TEXT SECTION Start Marker

Gatekeeping by the industry and gender conformity and control are woven into Brooke’s early year’s events as a cultural allegory and discussed by Deborah Tolman, author of Growing Up Girl. To Terry’s credit, she did not manipulate Brooke to quit school when college was on the horizon. The relationships after the faux Michael Jackson romance media blitz yielded Brooke’s first serious boyfriend, Dean Cain. The big chill of her four-year college detour and hard road back to fame dotted with infomercials, Japanese commercials, and pantyhose adverts shows off Shields’ work ethic.
To hear John Tesh have the temerity to ask a young 20-something Brooke if “Hollywood takes her seriously anymore” is the height of irony. Later we learn Shields endured a rape. Her security guard Gavin De Becker emotionally breaks down, describing how he could not protect his client, who was like a little sister, is gutting footage.
The nineties yielded a relationship with tennis star Andre Agassi that blossomed by facsimile. It also was the decade she cleaved the umbilical cord from Terry in a trade-off to this controlling man (Agassi) she married and from whom she then had to part ways. Friend Ali Wentworth talks about the career pivot Shields found—post-Agassi divorce— to comedy sitcom fame and fortune in Suddenly Susan.

TEXT SECTION End Marker

* [ACTIVITY 1]:
Reproduce the portion of the Brooke Shields passage that begins with the words containing "Gatekeeping by the" and ends with "Shields’ work ethic.".
* [ACTIVITY 2]:
Carry on the Brooke Shields passage from its final sentence.

DATA PROVIDED Start Marker

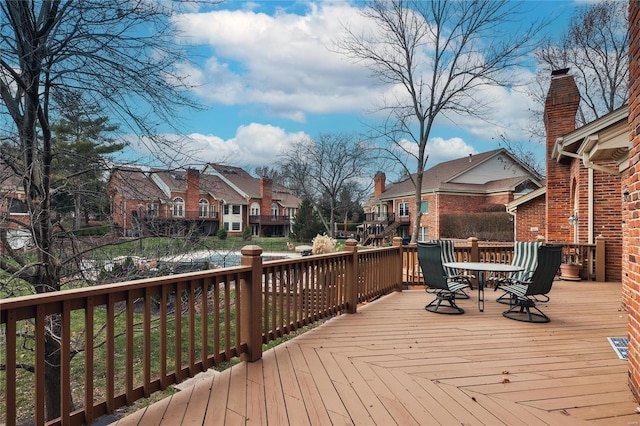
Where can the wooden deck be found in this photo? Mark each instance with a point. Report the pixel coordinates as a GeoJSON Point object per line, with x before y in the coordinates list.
{"type": "Point", "coordinates": [395, 363]}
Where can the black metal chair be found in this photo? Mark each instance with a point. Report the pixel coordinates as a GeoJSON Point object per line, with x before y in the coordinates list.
{"type": "Point", "coordinates": [525, 254]}
{"type": "Point", "coordinates": [435, 277]}
{"type": "Point", "coordinates": [522, 297]}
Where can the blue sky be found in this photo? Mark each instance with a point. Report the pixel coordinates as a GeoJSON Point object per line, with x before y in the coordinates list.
{"type": "Point", "coordinates": [267, 77]}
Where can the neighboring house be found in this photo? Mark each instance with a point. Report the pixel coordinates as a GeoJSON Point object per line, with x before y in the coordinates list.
{"type": "Point", "coordinates": [163, 202]}
{"type": "Point", "coordinates": [473, 184]}
{"type": "Point", "coordinates": [14, 217]}
{"type": "Point", "coordinates": [582, 199]}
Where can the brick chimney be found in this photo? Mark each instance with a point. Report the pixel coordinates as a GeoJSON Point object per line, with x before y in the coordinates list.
{"type": "Point", "coordinates": [191, 204]}
{"type": "Point", "coordinates": [266, 195]}
{"type": "Point", "coordinates": [379, 183]}
{"type": "Point", "coordinates": [560, 110]}
{"type": "Point", "coordinates": [631, 206]}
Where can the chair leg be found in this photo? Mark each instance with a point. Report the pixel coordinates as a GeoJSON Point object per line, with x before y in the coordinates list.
{"type": "Point", "coordinates": [506, 299]}
{"type": "Point", "coordinates": [521, 311]}
{"type": "Point", "coordinates": [437, 307]}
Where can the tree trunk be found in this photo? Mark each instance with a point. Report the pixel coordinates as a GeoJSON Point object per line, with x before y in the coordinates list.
{"type": "Point", "coordinates": [52, 369]}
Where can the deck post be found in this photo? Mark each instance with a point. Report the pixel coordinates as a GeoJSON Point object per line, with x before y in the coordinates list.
{"type": "Point", "coordinates": [397, 242]}
{"type": "Point", "coordinates": [251, 303]}
{"type": "Point", "coordinates": [474, 255]}
{"type": "Point", "coordinates": [351, 284]}
{"type": "Point", "coordinates": [600, 259]}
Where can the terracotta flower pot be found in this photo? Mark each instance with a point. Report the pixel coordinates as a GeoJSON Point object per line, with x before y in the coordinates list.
{"type": "Point", "coordinates": [570, 272]}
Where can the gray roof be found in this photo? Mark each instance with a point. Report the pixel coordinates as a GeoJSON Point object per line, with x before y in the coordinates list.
{"type": "Point", "coordinates": [441, 178]}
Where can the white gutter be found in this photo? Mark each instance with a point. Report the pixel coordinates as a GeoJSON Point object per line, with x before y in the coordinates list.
{"type": "Point", "coordinates": [560, 150]}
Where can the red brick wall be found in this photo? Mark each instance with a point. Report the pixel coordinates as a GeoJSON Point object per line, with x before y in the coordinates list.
{"type": "Point", "coordinates": [192, 199]}
{"type": "Point", "coordinates": [266, 192]}
{"type": "Point", "coordinates": [607, 210]}
{"type": "Point", "coordinates": [561, 106]}
{"type": "Point", "coordinates": [442, 204]}
{"type": "Point", "coordinates": [531, 215]}
{"type": "Point", "coordinates": [379, 181]}
{"type": "Point", "coordinates": [631, 266]}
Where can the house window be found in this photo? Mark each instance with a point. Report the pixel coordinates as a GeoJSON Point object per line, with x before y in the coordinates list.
{"type": "Point", "coordinates": [178, 207]}
{"type": "Point", "coordinates": [423, 234]}
{"type": "Point", "coordinates": [403, 209]}
{"type": "Point", "coordinates": [203, 208]}
{"type": "Point", "coordinates": [17, 206]}
{"type": "Point", "coordinates": [152, 210]}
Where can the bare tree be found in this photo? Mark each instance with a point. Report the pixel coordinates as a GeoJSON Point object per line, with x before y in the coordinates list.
{"type": "Point", "coordinates": [438, 55]}
{"type": "Point", "coordinates": [121, 55]}
{"type": "Point", "coordinates": [595, 48]}
{"type": "Point", "coordinates": [320, 170]}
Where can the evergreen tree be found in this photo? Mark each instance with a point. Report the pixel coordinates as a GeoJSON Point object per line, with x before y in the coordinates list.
{"type": "Point", "coordinates": [307, 224]}
{"type": "Point", "coordinates": [81, 146]}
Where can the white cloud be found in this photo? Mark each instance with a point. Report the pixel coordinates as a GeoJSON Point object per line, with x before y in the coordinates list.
{"type": "Point", "coordinates": [283, 62]}
{"type": "Point", "coordinates": [440, 150]}
{"type": "Point", "coordinates": [252, 145]}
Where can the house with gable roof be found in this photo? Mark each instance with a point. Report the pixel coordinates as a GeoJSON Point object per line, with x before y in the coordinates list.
{"type": "Point", "coordinates": [173, 202]}
{"type": "Point", "coordinates": [586, 169]}
{"type": "Point", "coordinates": [14, 217]}
{"type": "Point", "coordinates": [473, 184]}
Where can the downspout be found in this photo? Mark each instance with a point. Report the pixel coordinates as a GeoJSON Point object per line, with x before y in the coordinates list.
{"type": "Point", "coordinates": [513, 212]}
{"type": "Point", "coordinates": [590, 209]}
{"type": "Point", "coordinates": [590, 141]}
{"type": "Point", "coordinates": [561, 151]}
{"type": "Point", "coordinates": [590, 165]}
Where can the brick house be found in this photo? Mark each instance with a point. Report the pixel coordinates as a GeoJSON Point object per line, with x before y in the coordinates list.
{"type": "Point", "coordinates": [631, 206]}
{"type": "Point", "coordinates": [473, 184]}
{"type": "Point", "coordinates": [173, 202]}
{"type": "Point", "coordinates": [582, 197]}
{"type": "Point", "coordinates": [14, 218]}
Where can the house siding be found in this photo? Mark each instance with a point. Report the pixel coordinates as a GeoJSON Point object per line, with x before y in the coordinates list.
{"type": "Point", "coordinates": [631, 215]}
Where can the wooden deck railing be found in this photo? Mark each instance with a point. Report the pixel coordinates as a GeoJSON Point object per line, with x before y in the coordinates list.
{"type": "Point", "coordinates": [122, 342]}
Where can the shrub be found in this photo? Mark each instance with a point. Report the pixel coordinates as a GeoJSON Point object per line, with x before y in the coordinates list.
{"type": "Point", "coordinates": [323, 244]}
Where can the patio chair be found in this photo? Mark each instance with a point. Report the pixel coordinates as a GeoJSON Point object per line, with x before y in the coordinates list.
{"type": "Point", "coordinates": [449, 255]}
{"type": "Point", "coordinates": [525, 254]}
{"type": "Point", "coordinates": [446, 289]}
{"type": "Point", "coordinates": [522, 297]}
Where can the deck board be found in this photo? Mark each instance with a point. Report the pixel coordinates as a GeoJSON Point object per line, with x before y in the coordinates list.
{"type": "Point", "coordinates": [395, 363]}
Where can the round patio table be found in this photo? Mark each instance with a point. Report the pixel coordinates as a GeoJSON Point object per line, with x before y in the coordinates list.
{"type": "Point", "coordinates": [481, 268]}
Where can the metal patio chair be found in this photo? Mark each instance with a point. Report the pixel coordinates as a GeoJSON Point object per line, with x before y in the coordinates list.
{"type": "Point", "coordinates": [522, 297]}
{"type": "Point", "coordinates": [435, 278]}
{"type": "Point", "coordinates": [525, 254]}
{"type": "Point", "coordinates": [449, 255]}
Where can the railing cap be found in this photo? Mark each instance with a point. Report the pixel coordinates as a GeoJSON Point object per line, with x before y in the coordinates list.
{"type": "Point", "coordinates": [251, 250]}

DATA PROVIDED End Marker

* [EXERCISE OUTPUT 1]:
Gatekeeping by the industry and gender conformity and control are woven into Brooke’s early year’s events as a cultural allegory and discussed by Deborah Tolman, author of Growing Up Girl. To Terry’s credit, she did not manipulate Brooke to quit school when college was on the horizon. The relationships after the faux Michael Jackson romance media blitz yielded Brooke’s first serious boyfriend, Dean Cain. The big chill of her four-year college detour and hard road back to fame dotted with infomercials, Japanese commercials, and pantyhose adverts shows off Shields’ work ethic.

* [EXERCISE OUTPUT 2]:
Despite the show’s success, the executives were content to try to contain Brooke in a pratfall loop, and she fought for her creative control. Shields found happiness in a new relationship (Chris Henchy) and in motherhood as time progressed. Still, it was not without medical complications for Shields, whose severe post-partum depression with her first daughter had to be addressed by outside help. Her book Down Came The Rain chronicled the episode. Strangely, actor Tom Cruise came top-gunning for her on chat shows. In 2005, Shields penned a New York Times essay that surgically unpinned every Scientology-driven argument Cruise threw her way as it heralded the beginning of his public image demise.
Shields was and is many things. She was an achieving Princeton student, model, actor, friend, a good daughter, a caring mother, and a regular girl who would talk about the Mets with fans on the streets. Yet, she weathered all the hurtful and often inappropriate chatter with class, humor, and the least appreciated star quality, kindness. That ultimately was the fuel that kept her career still viable today. People just loved her. They felt for her. Still do.